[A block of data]
****************
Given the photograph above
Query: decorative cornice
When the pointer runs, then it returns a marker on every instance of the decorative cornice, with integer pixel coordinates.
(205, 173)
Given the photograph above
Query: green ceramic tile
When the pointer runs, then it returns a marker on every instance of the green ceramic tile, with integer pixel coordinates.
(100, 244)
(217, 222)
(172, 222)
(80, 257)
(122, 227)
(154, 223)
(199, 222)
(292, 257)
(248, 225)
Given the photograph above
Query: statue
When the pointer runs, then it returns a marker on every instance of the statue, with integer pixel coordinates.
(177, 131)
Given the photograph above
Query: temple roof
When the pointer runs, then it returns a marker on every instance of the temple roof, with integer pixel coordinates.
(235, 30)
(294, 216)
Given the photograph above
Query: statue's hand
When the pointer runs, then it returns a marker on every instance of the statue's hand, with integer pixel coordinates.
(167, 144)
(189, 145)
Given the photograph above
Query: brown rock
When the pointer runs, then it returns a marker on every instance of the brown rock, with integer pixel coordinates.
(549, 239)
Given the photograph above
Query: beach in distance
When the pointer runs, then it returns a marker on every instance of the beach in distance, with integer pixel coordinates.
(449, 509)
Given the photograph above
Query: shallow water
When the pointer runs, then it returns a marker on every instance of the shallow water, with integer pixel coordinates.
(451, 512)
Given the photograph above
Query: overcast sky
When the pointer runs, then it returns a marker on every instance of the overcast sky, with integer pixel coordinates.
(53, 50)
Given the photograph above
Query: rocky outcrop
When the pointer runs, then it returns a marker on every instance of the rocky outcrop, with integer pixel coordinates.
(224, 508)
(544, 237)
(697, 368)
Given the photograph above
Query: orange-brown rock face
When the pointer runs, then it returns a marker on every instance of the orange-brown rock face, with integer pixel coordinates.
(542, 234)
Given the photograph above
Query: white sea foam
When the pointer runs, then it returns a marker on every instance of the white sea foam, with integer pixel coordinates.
****************
*What you have to do:*
Repeat the records above in full, character for character.

*The result:*
Given the photograph above
Query: decorative cornice
When the pointer runs, then it returns a marker on every instance of the decorative cornice, with integer pixel coordinates.
(205, 173)
Given the photograph above
Query: green ceramic tile
When the pointer runs, then it returns a marker on every instance of the green ceramic tile, with integer pixel coordinates.
(100, 244)
(217, 222)
(172, 222)
(80, 257)
(122, 227)
(154, 223)
(199, 222)
(292, 257)
(248, 225)
Given the photograph above
Query: statue
When the pointer runs, then it returns a marker on every instance of the statue, with integer pixel coordinates.
(177, 131)
Given the photograph above
Query: temple roof
When the pointer runs, then it returns a marker on every instance of the temple roof, with integer pixel coordinates.
(235, 30)
(294, 216)
Given the photograph above
Query: statue's hand
When the pointer runs, then it returns a marker on every instance of the statue's hand, with integer pixel coordinates.
(167, 144)
(189, 145)
Given the photograph above
Query: brown rock
When the pointer runs, then it returns a marker on every instance of the brown rock, with integer pixel coordinates.
(549, 239)
Given the photograph above
Query: beach in distance
When the pointer runs, then it returns a marker on every instance of the beach in distance, with integer pixel coordinates.
(449, 509)
Given the photograph above
Query: shallow water
When the pointer runs, then it returns a marker on every instance of the shallow water, with integer pixel coordinates.
(451, 512)
Given the photograph above
Query: overcast sky
When the pointer runs, then it returns a marker on every instance of the overcast sky, with integer pixel coordinates.
(53, 50)
Given the photograph above
Query: rocky outcrop
When the pointer runs, then it returns a marker on every instance of the rocky outcrop, with integer pixel coordinates.
(224, 508)
(544, 237)
(697, 368)
Given the photograph above
Query: orange-brown rock face
When the pointer runs, then it returns a marker on every instance of the orange-brown rock face, with integer pixel coordinates.
(542, 234)
Given the photograph above
Query: white sea foam
When the pointer runs, then it returns a marker on every instance of the white sea foam, with integer pixel coordinates.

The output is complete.